Shadow job (pre-production)

Definition

A shadow job is a job that runs in a pre-production environment, consumes the same source as a production job, and writes its output to a separate shadow table — not the production table. The shadow table is invisible to production consumers; the production job and table remain authoritative.

"In the first step of the lifecycle we set up shadow jobs in the pre-production environment to be delivered via the new system. This is essentially a production-realistic test that each shadow job consumed the same source as the production job but delivered data to a different table called the shadow table. This setup can help reveal issues because it exposes the new system to real production data and behavior, while still providing an isolated place to inspect outcomes and deploy fixes quickly." — Source: sources/2026-05-12-meta-migrating-data-ingestion-systems-at-meta-scale

Why it's distinct from generic test environments

Three properties distinguish shadow jobs from generic pre-production test jobs:

  1. Same source as production. Test jobs typically read from synthetic or sampled data; shadow jobs read the actual production source. This is what makes the shadow job a production-realistic test.
  2. Separate output table. The shadow table is structurally isolated from the production table, so any bug in the shadow job is invisible to consumers. "An isolated place to inspect outcomes and deploy fixes quickly."
  3. Continuous comparison against production. Row count + checksum mismatches between shadow and production tables are logged continuously, surfacing issues that synthetic-data testing would miss because they only manifest on real production source patterns.

Operational behaviour during the shadow phase

  • Shadow job and production job run in parallel against the same source.
  • Mismatches are logged to a real-time analytics store (Scuba in Meta's case) — see patterns/data-quality-analysis-tool-with-edge-case-logging.
  • Compute + storage quotas of the shadow job are measured so the production environment has sufficient headroom for the next lifecycle phase (Reverse Shadow).
  • Once the shadow job satisfies the promotion criteria (no data-quality issues; no landing-latency regression; no resource-utilization regression), it advances — first to the production environment, then to Reverse Shadow.
  • vs canary: canary exposes one binary to a fraction of traffic; shadow exposes the new binary to all source data but writes to a separate sink.
  • vs dark launch: dark launch executes new code paths without exposing them to users; shadow launch executes the entire pipeline to a separate destination so the outputs can be compared, not just the code paths exercised.
  • vs mirror traffic (e.g. Envoy request_mirror_policies): mirror traffic copies in-flight requests; shadow jobs copy batched / streaming source data at the data-pipeline grain.

▶ _Data records_

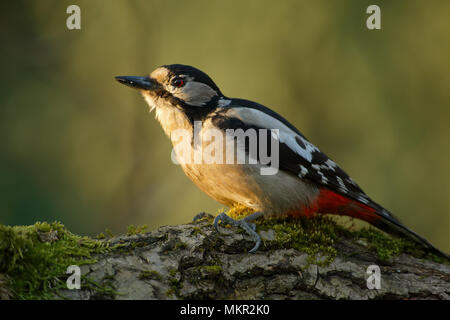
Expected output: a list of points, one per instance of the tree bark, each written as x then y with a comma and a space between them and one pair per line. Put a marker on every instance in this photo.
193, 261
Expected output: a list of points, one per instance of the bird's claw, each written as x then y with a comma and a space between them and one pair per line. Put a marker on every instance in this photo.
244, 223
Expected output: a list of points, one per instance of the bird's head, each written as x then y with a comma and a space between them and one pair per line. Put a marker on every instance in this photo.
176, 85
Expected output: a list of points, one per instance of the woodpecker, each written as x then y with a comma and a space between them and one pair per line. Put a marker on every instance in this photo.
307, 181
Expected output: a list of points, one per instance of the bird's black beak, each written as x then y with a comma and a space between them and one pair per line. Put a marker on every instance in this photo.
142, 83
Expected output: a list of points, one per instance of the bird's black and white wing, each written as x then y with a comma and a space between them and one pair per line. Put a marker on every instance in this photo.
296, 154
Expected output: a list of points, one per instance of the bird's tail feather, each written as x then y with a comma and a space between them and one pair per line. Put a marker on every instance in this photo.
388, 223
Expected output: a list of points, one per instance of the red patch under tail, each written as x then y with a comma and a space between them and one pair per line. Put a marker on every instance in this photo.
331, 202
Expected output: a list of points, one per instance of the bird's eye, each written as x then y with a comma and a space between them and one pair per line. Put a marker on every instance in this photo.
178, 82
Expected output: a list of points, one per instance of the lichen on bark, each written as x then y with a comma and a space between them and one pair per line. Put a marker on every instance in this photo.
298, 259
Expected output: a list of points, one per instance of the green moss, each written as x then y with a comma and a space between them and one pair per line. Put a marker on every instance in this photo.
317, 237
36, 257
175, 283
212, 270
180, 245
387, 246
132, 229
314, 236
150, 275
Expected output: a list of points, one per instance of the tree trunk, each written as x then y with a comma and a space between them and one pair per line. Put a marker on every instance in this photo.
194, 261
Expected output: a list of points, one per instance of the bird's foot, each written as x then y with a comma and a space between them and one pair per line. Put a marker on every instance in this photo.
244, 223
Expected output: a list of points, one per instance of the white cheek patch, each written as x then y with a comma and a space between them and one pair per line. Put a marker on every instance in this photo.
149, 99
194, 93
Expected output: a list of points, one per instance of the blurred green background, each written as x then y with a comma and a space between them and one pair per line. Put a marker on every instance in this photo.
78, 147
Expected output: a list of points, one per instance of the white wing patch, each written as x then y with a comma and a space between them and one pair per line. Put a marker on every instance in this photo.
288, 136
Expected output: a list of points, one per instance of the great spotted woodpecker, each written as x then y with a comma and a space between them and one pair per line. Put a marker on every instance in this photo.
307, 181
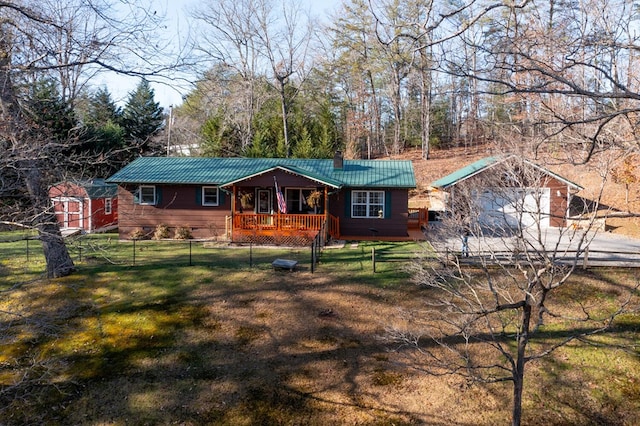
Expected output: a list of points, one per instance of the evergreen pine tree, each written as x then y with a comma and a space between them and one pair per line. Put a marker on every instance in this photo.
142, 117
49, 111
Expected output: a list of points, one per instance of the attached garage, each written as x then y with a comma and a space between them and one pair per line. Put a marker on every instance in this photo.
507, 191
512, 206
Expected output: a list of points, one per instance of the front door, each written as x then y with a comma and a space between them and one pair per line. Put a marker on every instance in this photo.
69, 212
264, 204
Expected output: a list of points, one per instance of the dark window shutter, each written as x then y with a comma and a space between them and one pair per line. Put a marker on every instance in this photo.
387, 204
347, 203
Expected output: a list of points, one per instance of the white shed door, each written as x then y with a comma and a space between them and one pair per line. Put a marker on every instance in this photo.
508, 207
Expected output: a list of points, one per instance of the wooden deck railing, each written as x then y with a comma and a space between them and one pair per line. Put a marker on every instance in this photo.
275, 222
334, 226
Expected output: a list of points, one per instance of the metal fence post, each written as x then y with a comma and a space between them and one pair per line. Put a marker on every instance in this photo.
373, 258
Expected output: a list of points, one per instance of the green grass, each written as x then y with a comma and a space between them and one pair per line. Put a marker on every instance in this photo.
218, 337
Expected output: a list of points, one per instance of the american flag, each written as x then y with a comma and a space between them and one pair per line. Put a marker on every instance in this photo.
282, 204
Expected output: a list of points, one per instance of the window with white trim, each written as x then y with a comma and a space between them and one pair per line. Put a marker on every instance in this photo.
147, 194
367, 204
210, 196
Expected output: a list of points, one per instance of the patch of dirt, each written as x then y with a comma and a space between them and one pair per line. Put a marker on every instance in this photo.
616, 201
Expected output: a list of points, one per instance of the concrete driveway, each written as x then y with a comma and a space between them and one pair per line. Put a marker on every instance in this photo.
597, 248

▶ _Actions to take_
A. According to the shadow job article, which real-time analytics store does Meta log mismatches to?
B. Retype the passage of the shadow job article between "3. Continuous comparison" and "the same source.", inclusive.

▶ _Per-task answers_
A. Scuba

B.
3. Continuous comparison against production. Row count + checksum mismatches between shadow and production tables are logged continuously, surfacing issues that synthetic-data testing would miss because they only manifest on real production source patterns.

Operational behaviour during the shadow phase

  • Shadow job and production job run in parallel against the same source.